• What to work on: In the baking biography, what served as the writer's rent for living in the basement of the house where the writer's brother lived?

• Provided text:
···

Bio: To this day I can still remember the scents from the hallways in my Grandmother’s apartment building. The aroma was full of cookies, roasts and soups. I was only a little girl, but the fragrance enticed me enough, that today I continue to treasure those scents and try my best to reproduce them.
I was raised in Philadelphia and began my adventures in baking at the tender age of 4. I used to climb up onto my Grandmother’s counter and watch her toss these magical treats together. I always got to taste and instantly developed a taste for baked goods right out of the oven. I learned how to measure, how to add extra spoonfuls of this and that, and most importantly, I learned the incredible power that sharing good fresh baked treats can have.
I never played with dolls while growing up; I played with an Easy Bake Oven. I actually began altering recipes way back then. My mother used to tell me that I changed many of Easy Bake Oven recipes by adding different flavors to them. Just a few years later, when I would get home from grade school and the Ladies (Mom’s friends) would be there, I was always summoned to bake up a batch of my Chocolate Chip Cookies. I was only 8-9 years old.
At the age of 17, I moved to Colorado to go to college. Upon moving out of the dorms, and into a house where my brother lived, I was given the privilege of living in the basement; my rent was Chocolate Chip Cookies. The first 2 batches were horridly flat and had little chocolate mountains sticking up from the mass. So what’s a girl to do, I called my Grandmother for advice. She instructed me to add some more flour, so I did.
During the following years, I acquired 2 Graduate Degrees in Education and Psychology; and worked as a Special Education Teacher and Counselor for at-risk and mentally ill adolescents. My passion for baking never stopped for I would always bribe my students with treats, and I continued to bake and create different foods for friends and family in my spare time.

···

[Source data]
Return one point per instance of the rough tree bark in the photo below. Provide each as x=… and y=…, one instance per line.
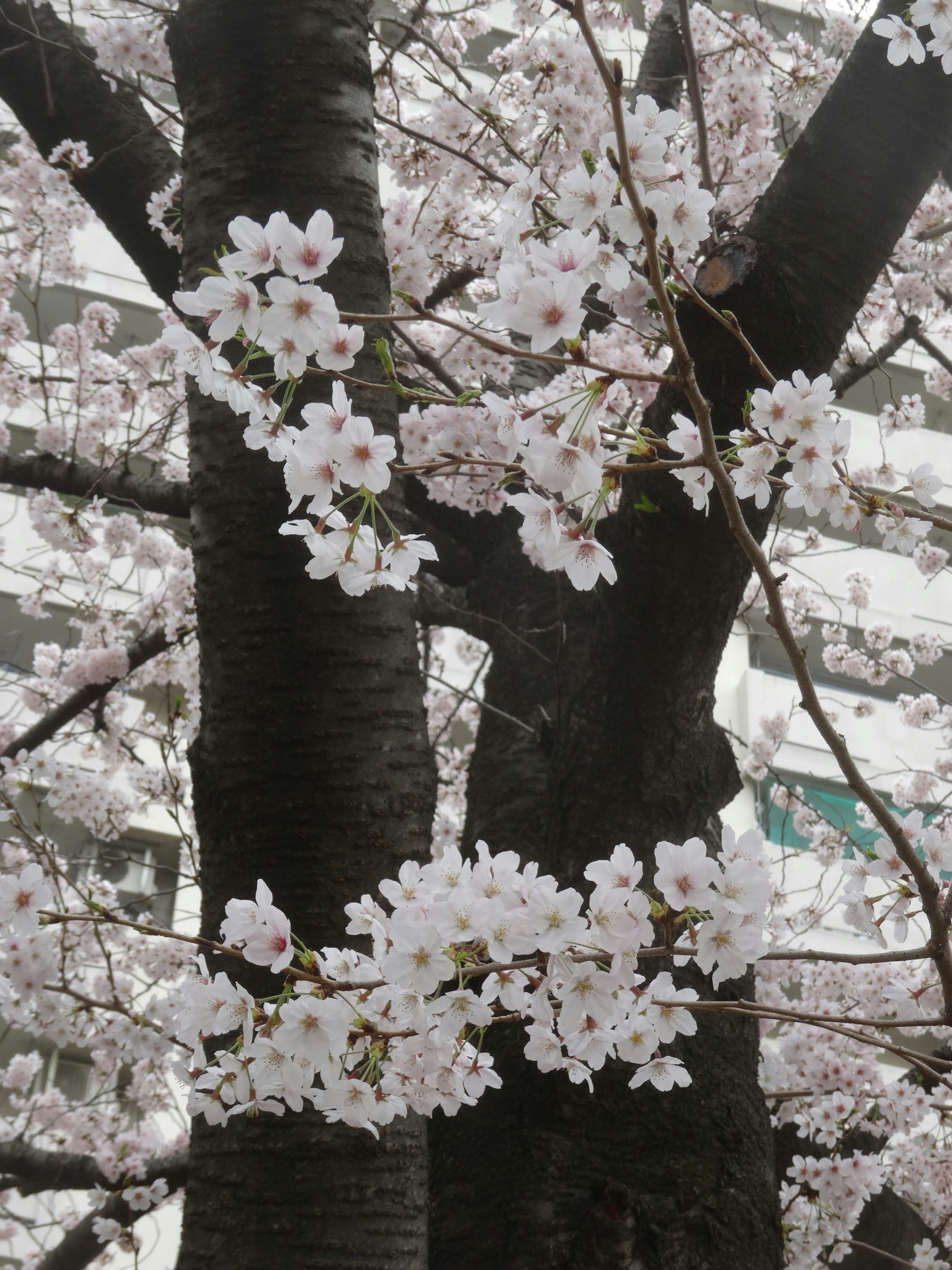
x=627, y=750
x=313, y=768
x=50, y=81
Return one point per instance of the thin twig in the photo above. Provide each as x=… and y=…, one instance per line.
x=697, y=101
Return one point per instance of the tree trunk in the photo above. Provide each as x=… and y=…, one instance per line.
x=627, y=750
x=313, y=769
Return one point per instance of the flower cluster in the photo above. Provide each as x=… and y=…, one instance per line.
x=468, y=945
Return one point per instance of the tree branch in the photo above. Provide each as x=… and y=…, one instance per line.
x=58, y=93
x=927, y=345
x=81, y=1245
x=697, y=98
x=451, y=283
x=33, y=1170
x=859, y=370
x=431, y=362
x=140, y=652
x=663, y=65
x=86, y=480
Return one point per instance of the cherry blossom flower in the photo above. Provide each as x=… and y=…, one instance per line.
x=309, y=254
x=256, y=246
x=337, y=347
x=685, y=874
x=664, y=1074
x=22, y=898
x=903, y=40
x=584, y=561
x=229, y=302
x=362, y=456
x=550, y=309
x=587, y=199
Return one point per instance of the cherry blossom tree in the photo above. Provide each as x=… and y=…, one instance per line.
x=553, y=394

···

• Response to this task: Chocolate Chip Cookies.